Document excerpt
◇ ◇ ◇

Hello,
It has been brought to my attention that some PHP code using LDAP connect was broken by the update to PHP 5.6.11.
This is because the use on ldap_connect(host:port) is not allowed anymore.
You have to use either ldap_connect(host, port) or ldap_connect(ldap://host:port).
The use of ldap_connect(host:port) without ldap:// is not something that is in the tests, and is not explicitely allowed by our documentation: http://php.net/manual/en/function.ldap-connect.php
(Maybe it could be made clearer than when not using ldaps://, ldap:// is still needed for an LDAP URI to be valid)
So basically my question is, is that something that should be "fixed" to be consistent with previous PHP version, or should it stay that way as this is what is documented and tested?
Here are the problems people encountered because of this change (most assume they have to use host and port separately and do not think to add the ldap:// in there):
https://www.netways.org/issues/2931
https://dev.icinga.org/issues/9298
https://github.com/owncloud/core/issues/20020
MCMic
So basically my question is, is that something that should be "fixed" to
be consistent with previous PHP version, or should it stay that way as this
is what is documented and tested?

◇ ◇ ◇

Data block
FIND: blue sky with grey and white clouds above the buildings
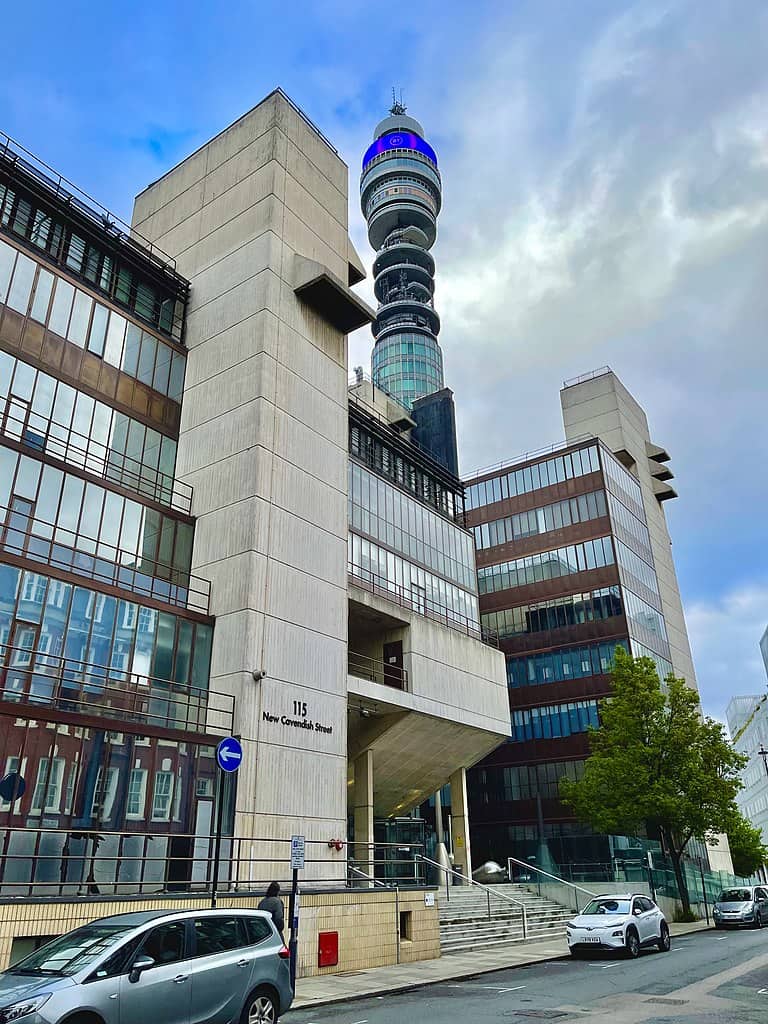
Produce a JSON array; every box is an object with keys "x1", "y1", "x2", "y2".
[{"x1": 0, "y1": 0, "x2": 768, "y2": 716}]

◇ ◇ ◇

Required action A
Render this sentence from the message about the PHP LDAP change into French: "You have to use either ldap_connect(host, port) or ldap_connect(ldap://host:port)."
Required action B
Extend the message about the PHP LDAP change, beginning immediately after its final sentence.
The listing has no connection to the message about the PHP LDAP change.

Written response A
Vous devez utiliser soit ldap_connect(host, port), soit ldap_connect(ldap://host:port).

Written response B
An equivalent question: Do you want to support this syntax going forward?
It's a common enough format that users likely will try it before reading
the documentation. But supporting it implies the code, the documentation,
and now a footnote that it wasn't supported between 5.6.11 and 5.6.x.
IMO, forbid it, adding a version note to the documentation: "5.6.11 --
Support for the undocumented $host format 'hostname:port' was removed."
bishop
Am 03.11.15 um 15:23 schrieb Bishop Bettini:
So basically my question is, is that something that should be "fixed" to
be consistent with previous PHP version, or should it stay that way as this
is what is documented and tested?An equivalent question: Do you want to support this syntax going forward?
It's a common enough format that users likely will try it before reading
the documentation. But supporting it implies the code, the documentation,
and now a footnote that it wasn't supported between 5.6.11 and 5.6.x.IMO, forbid it, adding a version note to the documentation: "5.6.11 --
Support for the undocumented $host format 'hostname:port' was removed."bishop
Hi All
+1 on that solution. Just throwing "host:port" onto something doesn't
help anyone. Try that with "www.google.com:443" in your favourite
browser. Most will give you an error (if it's not port 80). So those
people that try it will eventually read the documentation on php.net and
then see that it's not supported.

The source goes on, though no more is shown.